- Record set:
================================
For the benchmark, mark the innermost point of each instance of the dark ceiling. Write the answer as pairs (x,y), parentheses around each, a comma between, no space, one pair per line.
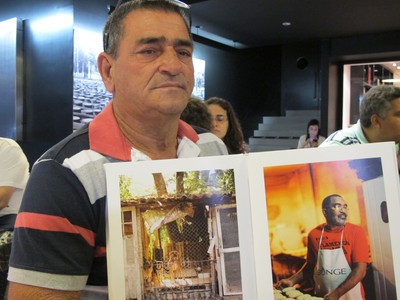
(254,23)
================================
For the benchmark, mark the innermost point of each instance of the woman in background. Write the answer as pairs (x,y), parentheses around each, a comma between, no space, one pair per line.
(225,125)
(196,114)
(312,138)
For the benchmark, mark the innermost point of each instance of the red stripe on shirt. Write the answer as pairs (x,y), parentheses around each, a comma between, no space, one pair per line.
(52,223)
================================
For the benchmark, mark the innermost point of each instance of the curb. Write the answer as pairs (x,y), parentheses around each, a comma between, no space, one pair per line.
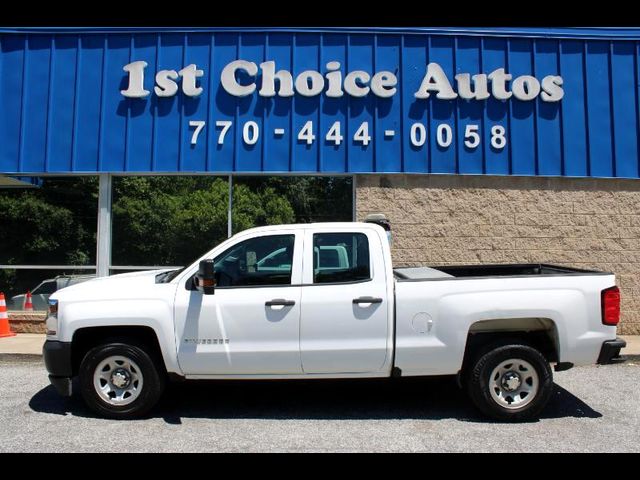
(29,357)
================================
- Stated problem: Which lines in the records above contain the word "mark"? Copy out each of those lines and leave out the rest.

- Complete answer:
For the benchmark, mark the innermost point of each instance of the dark ceiling. Write the answer as pairs (x,y), parentheses around each, a comma between, no space, one pair per line.
For the benchmark, mark the innermost point of each instance of the woman in background. Write the answer as pairs (x,y), parentheses around each, a comma between, no space, one pair per line.
For the benchmark, mark the innermost point of each instance of the red stripe on shirt. Write the answer as pairs (x,y), parentheses around each, a comma between, no space, one pair per line.
For the benchmark, mark the innermost point of each instance of the curb. Write the answer as pairs (x,y), parentheses around each, a comma between, no space, one pair per line.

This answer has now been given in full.